### [What the task asks]
Copy the records below, starting at the line that contains "Running a dermatology lesion detector. Mark the brown" and ending at the last of the records, with "white sofa" replaced by "gray couch" and nothing else changed.

### [Source material]
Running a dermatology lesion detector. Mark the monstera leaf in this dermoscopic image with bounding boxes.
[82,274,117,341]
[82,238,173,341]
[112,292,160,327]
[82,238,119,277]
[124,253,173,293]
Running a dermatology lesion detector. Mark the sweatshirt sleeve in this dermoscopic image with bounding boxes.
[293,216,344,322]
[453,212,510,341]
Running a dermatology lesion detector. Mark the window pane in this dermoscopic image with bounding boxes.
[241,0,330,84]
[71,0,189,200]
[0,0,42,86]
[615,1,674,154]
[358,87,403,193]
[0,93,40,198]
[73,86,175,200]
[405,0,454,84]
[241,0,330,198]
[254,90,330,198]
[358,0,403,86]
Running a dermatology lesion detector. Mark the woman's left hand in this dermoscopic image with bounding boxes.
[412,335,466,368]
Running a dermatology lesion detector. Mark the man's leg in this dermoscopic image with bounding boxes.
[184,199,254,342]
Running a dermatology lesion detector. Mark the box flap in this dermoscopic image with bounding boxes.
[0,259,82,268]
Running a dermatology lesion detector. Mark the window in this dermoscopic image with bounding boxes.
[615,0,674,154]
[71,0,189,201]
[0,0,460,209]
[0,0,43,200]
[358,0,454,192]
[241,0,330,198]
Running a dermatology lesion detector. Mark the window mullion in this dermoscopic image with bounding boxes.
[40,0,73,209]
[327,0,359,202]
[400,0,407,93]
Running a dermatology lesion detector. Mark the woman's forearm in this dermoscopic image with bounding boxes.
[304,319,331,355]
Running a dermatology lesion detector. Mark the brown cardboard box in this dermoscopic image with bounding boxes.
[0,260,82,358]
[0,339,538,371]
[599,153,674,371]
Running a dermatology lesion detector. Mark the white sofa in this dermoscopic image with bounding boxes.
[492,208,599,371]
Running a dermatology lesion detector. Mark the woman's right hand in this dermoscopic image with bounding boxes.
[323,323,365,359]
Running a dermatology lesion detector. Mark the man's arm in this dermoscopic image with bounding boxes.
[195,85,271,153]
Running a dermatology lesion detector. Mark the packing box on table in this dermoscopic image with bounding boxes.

### [Output of the exercise]
Running a dermatology lesion detector. Mark the brown cardboard box in this dermoscopic image with bounding boxes.
[0,260,82,358]
[0,339,538,371]
[599,153,674,371]
Running a dermatology lesion detector. Mark the gray couch in this dermoscopic image with bounding boxes.
[492,208,599,371]
Running a dermatology lesion detector. Mark the woman's right hand in this dermoscopic image with bounding boxes.
[323,323,365,359]
Running a dermatology lesion detector. Mark the man's arm in this dermoscopic image with bounding boxes.
[195,85,271,153]
Running a dermatology lesion detector. Mark the packing box on table in this dermoscopic image with bounding boxes.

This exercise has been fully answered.